[Task] Render the records below as a numbered list, one line per item, leaving out any blank lines.
#####
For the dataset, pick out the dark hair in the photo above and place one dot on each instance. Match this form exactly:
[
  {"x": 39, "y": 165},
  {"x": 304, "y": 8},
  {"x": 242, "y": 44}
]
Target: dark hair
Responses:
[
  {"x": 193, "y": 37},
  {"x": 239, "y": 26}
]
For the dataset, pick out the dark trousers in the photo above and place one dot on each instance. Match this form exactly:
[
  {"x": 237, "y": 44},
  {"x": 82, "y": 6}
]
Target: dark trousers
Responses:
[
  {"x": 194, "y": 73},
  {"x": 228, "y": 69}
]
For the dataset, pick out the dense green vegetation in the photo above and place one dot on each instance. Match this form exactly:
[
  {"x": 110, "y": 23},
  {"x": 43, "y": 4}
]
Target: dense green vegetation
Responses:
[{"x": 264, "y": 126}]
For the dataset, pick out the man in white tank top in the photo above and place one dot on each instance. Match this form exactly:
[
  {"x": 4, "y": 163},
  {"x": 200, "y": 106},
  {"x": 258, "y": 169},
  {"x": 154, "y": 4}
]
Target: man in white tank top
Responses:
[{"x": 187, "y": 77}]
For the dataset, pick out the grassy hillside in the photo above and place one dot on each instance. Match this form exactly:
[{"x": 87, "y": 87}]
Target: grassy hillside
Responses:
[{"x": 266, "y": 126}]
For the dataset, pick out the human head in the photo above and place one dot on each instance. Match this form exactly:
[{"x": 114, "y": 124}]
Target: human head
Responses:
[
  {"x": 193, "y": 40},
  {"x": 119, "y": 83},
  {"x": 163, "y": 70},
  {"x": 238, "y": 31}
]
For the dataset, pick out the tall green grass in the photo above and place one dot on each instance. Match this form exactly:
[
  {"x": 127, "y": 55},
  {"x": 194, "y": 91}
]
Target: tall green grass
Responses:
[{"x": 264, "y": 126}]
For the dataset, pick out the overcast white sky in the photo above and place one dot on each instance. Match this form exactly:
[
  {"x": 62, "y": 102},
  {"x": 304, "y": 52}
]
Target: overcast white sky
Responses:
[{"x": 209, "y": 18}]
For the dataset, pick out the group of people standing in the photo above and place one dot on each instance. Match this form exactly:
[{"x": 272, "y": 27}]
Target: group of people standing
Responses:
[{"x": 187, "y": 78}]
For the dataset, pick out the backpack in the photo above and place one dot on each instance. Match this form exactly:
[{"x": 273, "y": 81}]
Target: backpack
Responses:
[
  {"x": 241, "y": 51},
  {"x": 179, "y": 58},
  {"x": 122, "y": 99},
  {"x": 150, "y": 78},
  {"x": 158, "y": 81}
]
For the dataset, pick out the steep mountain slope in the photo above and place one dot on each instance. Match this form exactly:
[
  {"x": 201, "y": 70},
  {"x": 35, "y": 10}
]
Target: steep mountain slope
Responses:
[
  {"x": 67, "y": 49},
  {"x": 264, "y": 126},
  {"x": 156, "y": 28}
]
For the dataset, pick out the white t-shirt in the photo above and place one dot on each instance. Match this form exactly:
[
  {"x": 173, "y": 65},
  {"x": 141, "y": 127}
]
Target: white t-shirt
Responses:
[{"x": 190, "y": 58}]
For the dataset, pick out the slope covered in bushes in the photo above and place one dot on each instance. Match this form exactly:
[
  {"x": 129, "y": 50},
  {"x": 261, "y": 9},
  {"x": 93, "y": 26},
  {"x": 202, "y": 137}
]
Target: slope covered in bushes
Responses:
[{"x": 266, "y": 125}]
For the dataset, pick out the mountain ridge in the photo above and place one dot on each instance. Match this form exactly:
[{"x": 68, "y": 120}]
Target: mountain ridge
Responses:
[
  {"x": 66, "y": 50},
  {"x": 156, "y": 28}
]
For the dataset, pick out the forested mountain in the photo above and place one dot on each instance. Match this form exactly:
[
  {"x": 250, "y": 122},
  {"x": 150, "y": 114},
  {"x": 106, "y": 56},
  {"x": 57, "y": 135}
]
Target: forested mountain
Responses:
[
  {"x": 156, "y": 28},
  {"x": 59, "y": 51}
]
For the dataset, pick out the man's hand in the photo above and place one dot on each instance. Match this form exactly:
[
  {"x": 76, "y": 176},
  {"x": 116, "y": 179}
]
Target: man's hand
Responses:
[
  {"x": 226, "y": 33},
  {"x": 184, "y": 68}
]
#####
[Exercise solution]
1. For the dataset, pick out the dark hair in the photo above and place one dot on each instance. Match this form exactly:
2. [
3.   {"x": 39, "y": 165},
4.   {"x": 304, "y": 8},
5.   {"x": 242, "y": 44}
6. ]
7. Target: dark hair
8. Responses:
9. [
10.   {"x": 193, "y": 37},
11.   {"x": 239, "y": 26}
12. ]
13. For the dataset, pick out the dark trousers in the photo above and place one dot on each instance. Match this form exactly:
14. [
15.   {"x": 237, "y": 44},
16.   {"x": 82, "y": 6}
17. ]
18. Target: dark trousers
19. Responses:
20. [
21.   {"x": 194, "y": 73},
22.   {"x": 228, "y": 69}
23. ]
24. For the dataset, pick out the dense green vegetation in the photo above and place one dot on each instance. Match this form exactly:
25. [
26.   {"x": 110, "y": 23},
27.   {"x": 43, "y": 4}
28. ]
29. Target: dense green vegetation
30. Responses:
31. [{"x": 264, "y": 126}]
32. For the dataset, pick out the man in white tank top in the photo above and place one dot on each instance. Match this form exactly:
33. [
34.   {"x": 4, "y": 163},
35.   {"x": 200, "y": 106},
36.   {"x": 258, "y": 169},
37.   {"x": 154, "y": 4}
38. ]
39. Target: man in white tank top
40. Responses:
41. [{"x": 187, "y": 77}]
42. For the dataset, pick out the grassy hillside in the photo above and place one dot on each instance. Match this form exactly:
43. [{"x": 87, "y": 87}]
44. Target: grassy hillside
45. Responses:
46. [{"x": 266, "y": 126}]
47. For the dataset, pick out the human head in the photo above and place one dot on each instance. Match this form exactly:
48. [{"x": 114, "y": 124}]
49. Target: human head
50. Responses:
51. [
52.   {"x": 193, "y": 40},
53.   {"x": 119, "y": 83},
54.   {"x": 163, "y": 70},
55.   {"x": 238, "y": 31}
56. ]
57. For the dataset, pick out the tall green grass in the photo above and place one dot on each instance. Match this form exactly:
58. [
59.   {"x": 127, "y": 55},
60.   {"x": 194, "y": 91}
61. ]
62. Target: tall green grass
63. Responses:
64. [{"x": 264, "y": 126}]
65. For the dataset, pick out the overcast white sky in the photo above and place one dot on each instance. Match this form exactly:
66. [
67.   {"x": 62, "y": 102},
68.   {"x": 304, "y": 52}
69. ]
70. Target: overcast white sky
71. Responses:
72. [{"x": 209, "y": 18}]
73. For the dataset, pick out the group of people standing in the photo above and place one dot on each instance. Match this form exactly:
74. [{"x": 272, "y": 27}]
75. Target: group of people standing
76. Responses:
77. [{"x": 187, "y": 78}]
78. For the dataset, pick out the backpack in the photo above and place one dot on each instance. Match this form exactly:
79. [{"x": 273, "y": 81}]
80. Target: backpack
81. Responses:
82. [
83.   {"x": 241, "y": 51},
84.   {"x": 179, "y": 58},
85.   {"x": 122, "y": 99},
86.   {"x": 150, "y": 78},
87.   {"x": 158, "y": 81}
88. ]
89. For the dataset, pick out the steep mountain slope in the photo above and place one dot on each instance. Match this form exactly:
90. [
91.   {"x": 201, "y": 70},
92.   {"x": 35, "y": 10}
93. ]
94. Target: steep mountain slope
95. Responses:
96. [
97.   {"x": 67, "y": 49},
98.   {"x": 264, "y": 126},
99.   {"x": 156, "y": 28}
100. ]
101. For the dataset, pick out the white t-shirt in the photo above and place one dot on each instance. Match this form exactly:
102. [
103.   {"x": 173, "y": 65},
104.   {"x": 141, "y": 127}
105. ]
106. Target: white t-shirt
107. Responses:
108. [{"x": 190, "y": 58}]
109. For the dataset, pick out the slope covered in bushes in the photo above and place one dot on each instance. Match this form exactly:
110. [
111.   {"x": 129, "y": 50},
112.   {"x": 261, "y": 9},
113.   {"x": 93, "y": 26},
114.   {"x": 202, "y": 137}
115. ]
116. Target: slope covered in bushes
117. Responses:
118. [{"x": 266, "y": 125}]
119. For the dataset, pick out the mountain ridge in the photo above and place one dot on each instance. Match this form exactly:
120. [{"x": 68, "y": 120}]
121. Target: mountain ridge
122. Responses:
123. [
124.   {"x": 66, "y": 50},
125.   {"x": 156, "y": 28}
126. ]
127. For the dataset, pick out the forested mountain in the photo above and place one dot on each instance. Match this form exactly:
128. [
129.   {"x": 250, "y": 122},
130.   {"x": 150, "y": 114},
131.   {"x": 106, "y": 56},
132.   {"x": 57, "y": 135}
133. ]
134. Target: forested mountain
135. Responses:
136. [
137.   {"x": 156, "y": 28},
138.   {"x": 59, "y": 51}
139. ]
140. For the dataset, pick out the man's hand in the photo above and place one dot on each instance. Match this form exactly:
141. [
142.   {"x": 76, "y": 176},
143.   {"x": 116, "y": 179}
144. ]
145. Target: man's hand
146. Responses:
147. [
148.   {"x": 226, "y": 33},
149.   {"x": 184, "y": 68}
150. ]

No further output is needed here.